To do =>
(A) Retype the Jeanette Schnars profile word for word, starting at "Executive Director" and ending at "the Great Lakes.".
(B) In the Jeanette Schnars profile, which fish does her most recent barotrauma research focus on?
(C) Write what comes next in the Jeanette Schnars profile, picking up after its final sentence.

Text under study =>
Dr. Jeanette Schnars

Executive Director
Home state: Pennsylvania
Research Institution: Regional Science Consortium
What got you interested in science and how did you end up as a Great Lakes scientist?
I was interested in aquatic biology from a very young age.  By the time I was 5 years old I was dissecting the fish I caught and identifying all the internal organs.   Through grade school and high school I had two phenomenal science teachers that encouraged my interests in science.  There was never any doubt that I would go to school to pursue a career in Aquatic Biology.

Although my career started with a focus on the marine environment, I returned to the Great Lakes region to continue my research as a graduate student.  This allowed me to focus on the role of legacy contaminants and their impact on various organisms.

Describe your research related to the Great Lakes.

My most recent research has focused on barotrauma in Yellow Perch.  The Lake Erie fishery is a regional asset that attracts many anglers annually.  These fish reside in deeper waters during late summer, and when caught they exhibit symptoms of barotrauma, including stomach eversion, bulging eyes, and hemorrhaging near the fins.  Our research investigates the survivorship of these fish if an angler “throws it back”, and what environmental conditions impact survivorship.

Some of my previous and ongoing projects focus on contaminant loads in snapping turtles and maternal transfer to their hatchlings; bacterial contamination of swimming waters; harmful algal blooms; and the operation of several buoys in Lake Erie.

Describe an experience you have had working with educators or the community. What was something that surprised you or that you especially enjoyed about the experience?

Source data =>
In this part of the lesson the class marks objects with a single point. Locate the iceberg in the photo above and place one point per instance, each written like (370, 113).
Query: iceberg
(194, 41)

Task results =>
(A)
Executive Director
Home state: Pennsylvania
Research Institution: Regional Science Consortium
What got you interested in science and how did you end up as a Great Lakes scientist?
I was interested in aquatic biology from a very young age.  By the time I was 5 years old I was dissecting the fish I caught and identifying all the internal organs.   Through grade school and high school I had two phenomenal science teachers that encouraged my interests in science.  There was never any doubt that I would go to school to pursue a career in Aquatic Biology.

Although my career started with a focus on the marine environment, I returned to the Great Lakes region to continue my research as a graduate student.  This allowed me to focus on the role of legacy contaminants and their impact on various organisms.

Describe your research related to the Great Lakes.

(B) Yellow Perch.

(C)
During our Yellow Perch project we needed to catch many fish in a short period of time.  Fortunately we were able to work with the sportsman’s group, the SONS (Save Our Native Species) of Lake Erie.  This group is made up of expert anglers that were able to catch fish faster than we were able to process them.  It was a great experience for all involved, where scientists and community members were able to use their expertise to benefit a research project.

Why do you think it is important for scientists to share their research with educators?

I think it is important for scientists to share their research with educators because students should know what is going on in their own backyards.  It is important to highlight the phenomenal research that is going on right here… in Lake Erie, and in the Great Lakes.  By sharing information, educators can use tangible examples in class that students can identify with directly.  Students should know about, value, and recognize the importance of the Great Lakes.  Sometimes that is easily overlooked when you live here.

What do you think are the most critical skills for students interested in a career in science?

Getting your hands dirty… sometimes literally!  Experience is invaluable and often most memorable.  Experience, internships, and volunteering are going to be what differentiates one student from another and enhances their appreciation of Science.